> _Assigned task 1_:
Rewrite the part of the MooreThreads launch article that begins at the words "The MooreThreads large" and stops after "the MUSA platform.", using "in-house" in place of "proprietary".
> _Assigned task 2_:
According to the MooreThreads launch article, how much video memory does each MTT S4000 card support?
> _Assigned task 3_:
Continue the MooreThreads launch article from the point where it stops.

> _Supplied passage_:
MooreThreads' First Thousand-Card Intelligent Computing Center Launched, Tailored for Large Models

Jan 02, 2024

On December 19th, MooreThreads unveiled its first domestic thousand-card and hundred-billion model training platform—the MooreThreads KUAE Intelligent Computing Center—in Beijing. This marks the official launch of the country's first large-scale computing cluster based on a domestically produced full-function GPU. Concurrently, MooreThreads, in collaboration with numerous partners, initiated and established the MooreThreads PES-KUAE Intelligent Computing Alliance and the MooreThreads PES-Large Model Ecosystem Alliance, aiming to strengthen the integrated ecosystem from intelligent computing infrastructure to large model training and inference, and to accelerate the development of the large model industry in China.

During the keynote speech, CEO Zhang Jianzhong made significant announcements, including the introduction of the large model intelligent computing acceleration card MTT S4000, and the MooreThreads KUAE platform, which provides robust support for the training and inference of hundred-billion parameter large models. He stated, "The official operation of the MooreThreads KUAE Intelligent Computing Center is an important milestone in the company's development. MooreThreads has built an intelligent computing product line ranging from chips to graphics cards to clusters. Relying on the diverse computing advantages of a full-function GPU, our goal is to meet the growing demand for large model training and inference with green, secure intelligent computing power, and to vigorously promote the application of AIGC, digital twins, physical simulation, metaverse, and other multimodal applications across various industries."

MTT S4000: Designed for Large Models with Dual Focus on Training and Inference

The MooreThreads large model intelligent computing acceleration card MTT S4000 is equipped with the third-generation MUSA core, supporting 48GB of video memory and 768GB/s of video memory bandwidth per card. Based on MooreThreads' proprietary MTLink1.0 technology, the MTT S4000 can support multi-card interconnectivity, facilitating distributed computing acceleration for hundred-billion parameter large models. Additionally, the MTT S4000 delivers advanced graphics rendering capabilities, video encoding/decoding, and ultra-high-definition 8K HDR display features, aiding AI computing, graphics rendering, multimedia, and other comprehensive application scenarios. Importantly, with MooreThreads' proprietary MUSIFY development tools, the MTT S4000 computing card can fully leverage the existing CUDA software ecosystem, enabling zero-cost migration of CUDA code to the MUSA platform.

> _Data for analysis_:
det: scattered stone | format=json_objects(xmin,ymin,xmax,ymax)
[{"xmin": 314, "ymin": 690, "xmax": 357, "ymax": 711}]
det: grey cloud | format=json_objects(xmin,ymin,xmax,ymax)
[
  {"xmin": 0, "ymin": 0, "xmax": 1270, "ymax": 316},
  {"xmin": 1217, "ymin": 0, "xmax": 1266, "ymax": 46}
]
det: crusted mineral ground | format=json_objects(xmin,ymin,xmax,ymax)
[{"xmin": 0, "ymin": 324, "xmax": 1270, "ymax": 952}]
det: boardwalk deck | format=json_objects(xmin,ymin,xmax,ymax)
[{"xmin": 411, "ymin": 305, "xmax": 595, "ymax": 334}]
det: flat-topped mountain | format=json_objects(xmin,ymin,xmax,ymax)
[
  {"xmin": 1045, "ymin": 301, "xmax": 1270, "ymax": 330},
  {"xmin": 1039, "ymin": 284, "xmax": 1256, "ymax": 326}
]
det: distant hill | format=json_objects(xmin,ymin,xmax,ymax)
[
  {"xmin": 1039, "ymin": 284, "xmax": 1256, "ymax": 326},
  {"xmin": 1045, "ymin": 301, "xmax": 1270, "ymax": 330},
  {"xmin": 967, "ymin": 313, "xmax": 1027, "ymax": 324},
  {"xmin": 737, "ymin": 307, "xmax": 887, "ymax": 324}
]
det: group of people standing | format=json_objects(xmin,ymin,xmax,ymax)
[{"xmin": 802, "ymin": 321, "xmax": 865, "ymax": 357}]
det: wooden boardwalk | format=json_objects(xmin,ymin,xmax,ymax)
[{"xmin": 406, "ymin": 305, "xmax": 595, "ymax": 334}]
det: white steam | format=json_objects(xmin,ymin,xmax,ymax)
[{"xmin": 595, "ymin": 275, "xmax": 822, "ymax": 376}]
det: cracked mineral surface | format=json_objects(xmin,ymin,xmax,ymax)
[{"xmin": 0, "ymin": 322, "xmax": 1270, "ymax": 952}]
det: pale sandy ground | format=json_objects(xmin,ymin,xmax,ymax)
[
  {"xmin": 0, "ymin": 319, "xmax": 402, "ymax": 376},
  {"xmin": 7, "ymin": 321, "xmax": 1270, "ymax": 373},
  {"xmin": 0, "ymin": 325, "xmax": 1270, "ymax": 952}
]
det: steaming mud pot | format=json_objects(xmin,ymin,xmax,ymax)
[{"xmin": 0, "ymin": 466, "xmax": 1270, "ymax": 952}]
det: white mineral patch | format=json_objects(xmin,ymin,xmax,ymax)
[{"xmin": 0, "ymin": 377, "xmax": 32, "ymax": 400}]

> _Task result 1_:
The MooreThreads large model intelligent computing acceleration card MTT S4000 is equipped with the third-generation MUSA core, supporting 48GB of video memory and 768GB/s of video memory bandwidth per card. Based on MooreThreads' in-house MTLink1.0 technology, the MTT S4000 can support multi-card interconnectivity, facilitating distributed computing acceleration for hundred-billion parameter large models. Additionally, the MTT S4000 delivers advanced graphics rendering capabilities, video encoding/decoding, and ultra-high-definition 8K HDR display features, aiding AI computing, graphics rendering, multimedia, and other comprehensive application scenarios. Importantly, with MooreThreads' in-house MUSIFY development tools, the MTT S4000 computing card can fully leverage the existing CUDA software ecosystem, enabling zero-cost migration of CUDA code to the MUSA platform.

> _Task result 2_:
48GB

> _Task result 3_:
KUAE Intelligent Computing Center Solution: Turnkey Integration of Hardware and Software

The MooreThreads KUAE Intelligent Computing Center solution is based on a full-function GPU and represents a fully integrated hardware and software full-stack solution. It includes the KUAE computing cluster infrastructure, the KUAE Platform cluster management platform, and the KUAE ModelStudio model services, aiming to solve the construction and operational management issues of large-scale GPU computing power with an integrated delivery approach. The solution is designed to be ready to use out of the box, significantly reducing the time and cost associated with traditional computing power construction, application development, and operation and maintenance platform setup, thereby enabling quick market entry and commercial operations.

Infrastructure includes the KUAE computing cluster, RDMA network, and distributed storage. The unveiled MooreThreads KUAE thousand-card model training platform, which can be built in just 30 days, supports pre-training, fine-tuning, and inference for hundred-billion parameter models and can achieve up to a 91% thousand-card cluster performance scaling factor. Based on the MTT S4000 and the dual-route eight-card GPU server MCCX D800, the MooreThreads KUAE cluster supports seamless expansion from single-machine multi-card to multi-machine multi-card setups, from a single card to a thousand-card cluster, and plans to introduce larger clusters in the future to meet the growing demands for large model training.
KUAE Platform cluster management platform: An integrated software and hardware platform for AI large model training, distributed graphics rendering, streaming media processing, and scientific computing, deeply integrating full-function GPU computing, networking, and storage to provide highly reliable and high-performance services. Through this platform, users can flexibly manage multi-data center and multi-cluster computing resources, integrate multidimensional operation and maintenance monitoring, alerting, and logging systems, helping intelligent computing centers achieve operational automation.
KUAE ModelStudio model services: Covering the entire process of pre-training, fine-tuning, and inference for large models, supporting all mainstream open-source large models. With MooreThreads' MUSIFY development tools, CUDA application ecosystems can be easily reused, and the built-in containerized solution enables one-click deployment via API. The platform aims to provide large model lifecycle management, and through a simple and easy-to-operate interactive interface, users can organize workflows as needed, significantly lowering the barrier to using large models.

MooreThreads KUAE Thousand-Card Cluster: Multiple Advantages Powering Efficient Large Model Training

Distributed parallel computing is a key means to achieve AI large model training. MooreThreads' KUAE supports industry-leading distributed frameworks including DeepSpeed, Megatron-DeepSpeed, Colossal-AI, and FlagScale, integrating various parallel computing strategies such as data parallelism, tensor parallelism, pipeline parallelism, and ZeRO, with additional optimizations for efficient communication computation parallelism and Flash Attention.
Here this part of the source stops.